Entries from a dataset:

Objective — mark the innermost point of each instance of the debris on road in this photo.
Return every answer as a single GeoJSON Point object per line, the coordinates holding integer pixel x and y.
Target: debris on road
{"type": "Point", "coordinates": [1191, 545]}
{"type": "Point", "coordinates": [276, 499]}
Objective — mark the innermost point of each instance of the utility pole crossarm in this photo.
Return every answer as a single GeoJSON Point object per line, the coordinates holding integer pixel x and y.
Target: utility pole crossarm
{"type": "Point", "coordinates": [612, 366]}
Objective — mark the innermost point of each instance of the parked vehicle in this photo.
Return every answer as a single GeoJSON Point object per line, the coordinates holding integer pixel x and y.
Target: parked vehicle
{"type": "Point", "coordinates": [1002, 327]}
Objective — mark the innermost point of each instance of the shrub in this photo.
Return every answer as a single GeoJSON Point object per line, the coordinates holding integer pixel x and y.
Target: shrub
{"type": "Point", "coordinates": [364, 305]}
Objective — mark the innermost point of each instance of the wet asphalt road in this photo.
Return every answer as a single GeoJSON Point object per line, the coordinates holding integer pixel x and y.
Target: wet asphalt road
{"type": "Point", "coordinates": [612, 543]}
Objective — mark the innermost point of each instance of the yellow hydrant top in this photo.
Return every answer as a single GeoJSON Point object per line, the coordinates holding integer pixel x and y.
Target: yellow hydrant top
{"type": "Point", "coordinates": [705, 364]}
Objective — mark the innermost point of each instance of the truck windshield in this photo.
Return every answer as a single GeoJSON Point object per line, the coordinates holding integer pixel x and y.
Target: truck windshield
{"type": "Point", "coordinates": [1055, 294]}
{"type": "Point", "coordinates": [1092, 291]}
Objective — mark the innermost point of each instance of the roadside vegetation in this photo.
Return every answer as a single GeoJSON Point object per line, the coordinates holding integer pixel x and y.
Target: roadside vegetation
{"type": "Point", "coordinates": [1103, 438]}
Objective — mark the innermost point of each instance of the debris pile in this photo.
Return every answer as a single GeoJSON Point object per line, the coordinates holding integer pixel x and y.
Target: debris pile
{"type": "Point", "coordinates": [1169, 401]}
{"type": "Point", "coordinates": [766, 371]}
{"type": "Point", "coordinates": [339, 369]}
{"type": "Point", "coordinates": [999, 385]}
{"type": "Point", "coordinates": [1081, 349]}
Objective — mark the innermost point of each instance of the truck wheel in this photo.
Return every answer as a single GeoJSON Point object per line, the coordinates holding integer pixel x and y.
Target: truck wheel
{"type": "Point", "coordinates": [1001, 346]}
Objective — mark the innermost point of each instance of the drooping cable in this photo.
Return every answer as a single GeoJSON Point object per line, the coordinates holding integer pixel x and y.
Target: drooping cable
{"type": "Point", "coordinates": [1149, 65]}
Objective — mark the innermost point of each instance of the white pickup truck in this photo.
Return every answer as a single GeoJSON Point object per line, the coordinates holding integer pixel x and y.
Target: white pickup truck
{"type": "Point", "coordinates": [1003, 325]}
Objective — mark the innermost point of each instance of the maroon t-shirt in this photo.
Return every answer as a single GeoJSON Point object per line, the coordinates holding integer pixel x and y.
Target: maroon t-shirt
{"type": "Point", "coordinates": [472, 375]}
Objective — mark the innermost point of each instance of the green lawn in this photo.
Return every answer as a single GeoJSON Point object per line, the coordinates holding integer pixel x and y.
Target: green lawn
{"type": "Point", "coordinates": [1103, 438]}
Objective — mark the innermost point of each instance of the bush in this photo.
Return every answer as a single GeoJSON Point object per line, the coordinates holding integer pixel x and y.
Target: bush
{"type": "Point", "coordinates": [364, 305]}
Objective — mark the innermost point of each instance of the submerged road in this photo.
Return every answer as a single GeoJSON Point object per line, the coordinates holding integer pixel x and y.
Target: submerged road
* * *
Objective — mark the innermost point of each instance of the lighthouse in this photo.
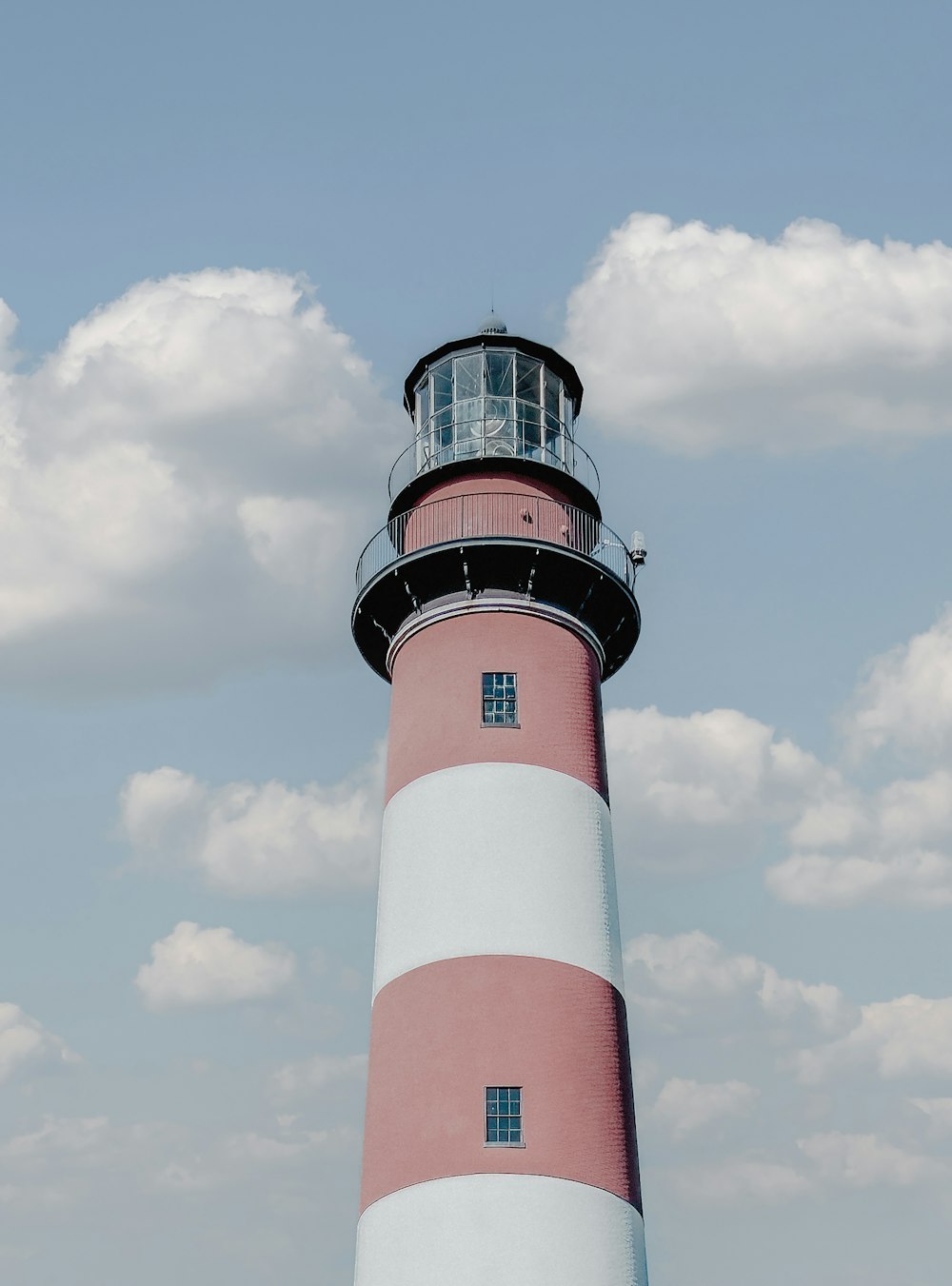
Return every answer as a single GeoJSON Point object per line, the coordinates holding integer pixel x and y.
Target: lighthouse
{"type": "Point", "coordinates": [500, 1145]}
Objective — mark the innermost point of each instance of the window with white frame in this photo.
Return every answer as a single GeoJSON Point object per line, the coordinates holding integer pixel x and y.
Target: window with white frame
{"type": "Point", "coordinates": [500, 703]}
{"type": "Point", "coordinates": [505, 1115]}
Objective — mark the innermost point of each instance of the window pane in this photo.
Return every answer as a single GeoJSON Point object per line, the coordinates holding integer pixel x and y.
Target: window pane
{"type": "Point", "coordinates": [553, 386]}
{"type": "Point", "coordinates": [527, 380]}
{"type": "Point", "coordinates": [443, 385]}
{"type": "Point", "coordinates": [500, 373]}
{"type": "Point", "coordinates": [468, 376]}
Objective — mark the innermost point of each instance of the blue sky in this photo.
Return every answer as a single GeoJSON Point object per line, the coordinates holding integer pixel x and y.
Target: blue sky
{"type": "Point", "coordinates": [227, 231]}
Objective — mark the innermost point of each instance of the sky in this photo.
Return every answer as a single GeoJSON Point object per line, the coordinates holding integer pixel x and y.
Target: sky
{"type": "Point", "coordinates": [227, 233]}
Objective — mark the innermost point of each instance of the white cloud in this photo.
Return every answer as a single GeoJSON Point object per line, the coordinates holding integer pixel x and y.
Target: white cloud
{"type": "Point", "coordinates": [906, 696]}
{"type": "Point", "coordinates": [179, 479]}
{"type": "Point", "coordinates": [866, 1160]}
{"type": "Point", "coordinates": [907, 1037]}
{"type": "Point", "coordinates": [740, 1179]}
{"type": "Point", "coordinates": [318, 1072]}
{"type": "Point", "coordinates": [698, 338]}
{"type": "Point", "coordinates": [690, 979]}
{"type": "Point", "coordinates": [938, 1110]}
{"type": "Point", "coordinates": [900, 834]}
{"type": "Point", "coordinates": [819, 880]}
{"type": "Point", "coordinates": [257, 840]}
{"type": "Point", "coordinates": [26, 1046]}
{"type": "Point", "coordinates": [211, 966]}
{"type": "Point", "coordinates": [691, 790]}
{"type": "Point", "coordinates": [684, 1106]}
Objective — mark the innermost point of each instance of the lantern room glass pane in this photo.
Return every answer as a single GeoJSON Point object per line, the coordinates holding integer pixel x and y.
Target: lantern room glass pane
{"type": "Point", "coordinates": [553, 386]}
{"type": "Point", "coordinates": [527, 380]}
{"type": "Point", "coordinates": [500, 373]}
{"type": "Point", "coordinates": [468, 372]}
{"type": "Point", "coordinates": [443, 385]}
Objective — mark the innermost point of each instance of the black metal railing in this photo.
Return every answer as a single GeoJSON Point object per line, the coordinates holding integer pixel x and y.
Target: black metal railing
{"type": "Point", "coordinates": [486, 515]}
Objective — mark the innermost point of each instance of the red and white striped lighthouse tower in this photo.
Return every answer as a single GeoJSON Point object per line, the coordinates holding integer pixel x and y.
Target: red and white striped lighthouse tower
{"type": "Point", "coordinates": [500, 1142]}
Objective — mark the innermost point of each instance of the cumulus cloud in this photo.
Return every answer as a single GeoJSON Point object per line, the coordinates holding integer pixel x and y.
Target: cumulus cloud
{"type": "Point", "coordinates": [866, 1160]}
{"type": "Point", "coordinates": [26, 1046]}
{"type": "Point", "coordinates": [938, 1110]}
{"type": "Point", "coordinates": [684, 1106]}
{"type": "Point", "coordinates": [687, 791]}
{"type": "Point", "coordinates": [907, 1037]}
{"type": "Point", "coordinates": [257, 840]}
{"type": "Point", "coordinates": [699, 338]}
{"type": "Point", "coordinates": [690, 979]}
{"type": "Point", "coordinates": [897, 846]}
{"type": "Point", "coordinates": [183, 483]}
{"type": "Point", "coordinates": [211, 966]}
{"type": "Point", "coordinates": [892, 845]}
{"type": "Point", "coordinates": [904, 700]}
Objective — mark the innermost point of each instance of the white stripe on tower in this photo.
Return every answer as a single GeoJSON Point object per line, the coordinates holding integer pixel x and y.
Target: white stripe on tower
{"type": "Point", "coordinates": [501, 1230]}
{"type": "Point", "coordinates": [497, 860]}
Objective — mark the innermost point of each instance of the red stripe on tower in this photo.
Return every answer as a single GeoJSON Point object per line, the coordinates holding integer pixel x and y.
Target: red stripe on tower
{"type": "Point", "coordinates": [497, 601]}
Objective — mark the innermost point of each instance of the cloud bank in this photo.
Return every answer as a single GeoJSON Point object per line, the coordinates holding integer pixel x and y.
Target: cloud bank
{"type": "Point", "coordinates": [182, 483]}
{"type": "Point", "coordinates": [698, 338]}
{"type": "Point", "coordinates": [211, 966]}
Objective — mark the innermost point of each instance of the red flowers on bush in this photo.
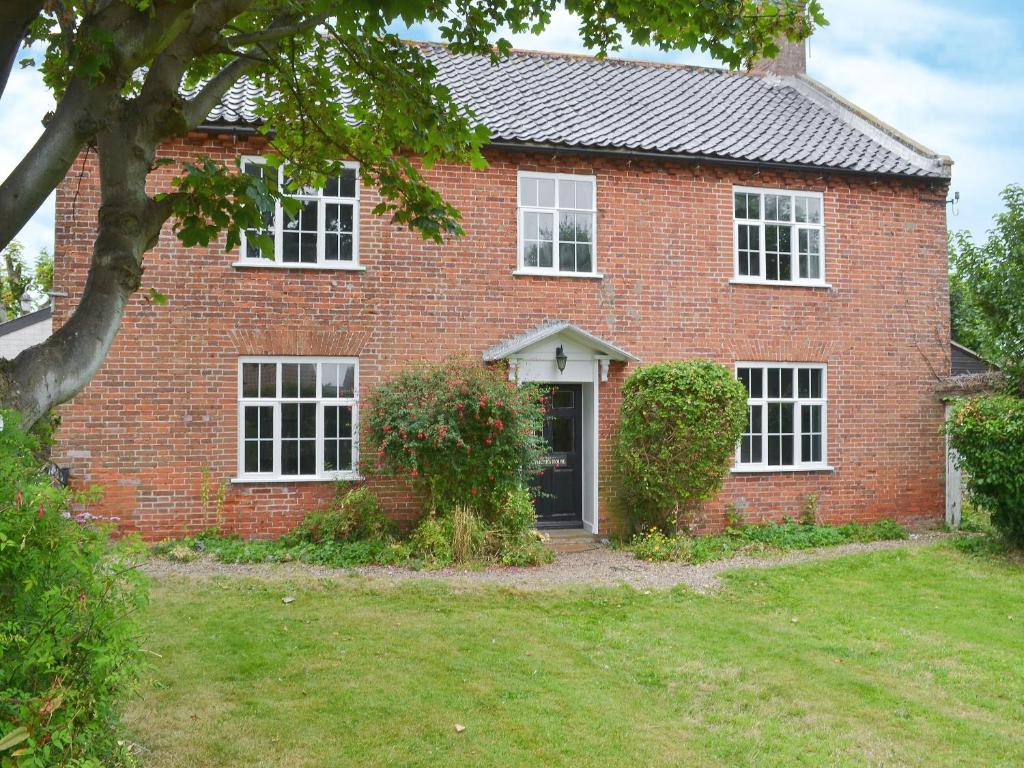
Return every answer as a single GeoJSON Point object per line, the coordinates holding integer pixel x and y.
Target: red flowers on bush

Problem to work on: Identify every line in the items above that contains the word "room", and copy each of those lines.

In response:
Objective — mark the innermost point of each instance of the lantern room glass pane in this photo.
Target: lantern room glass pane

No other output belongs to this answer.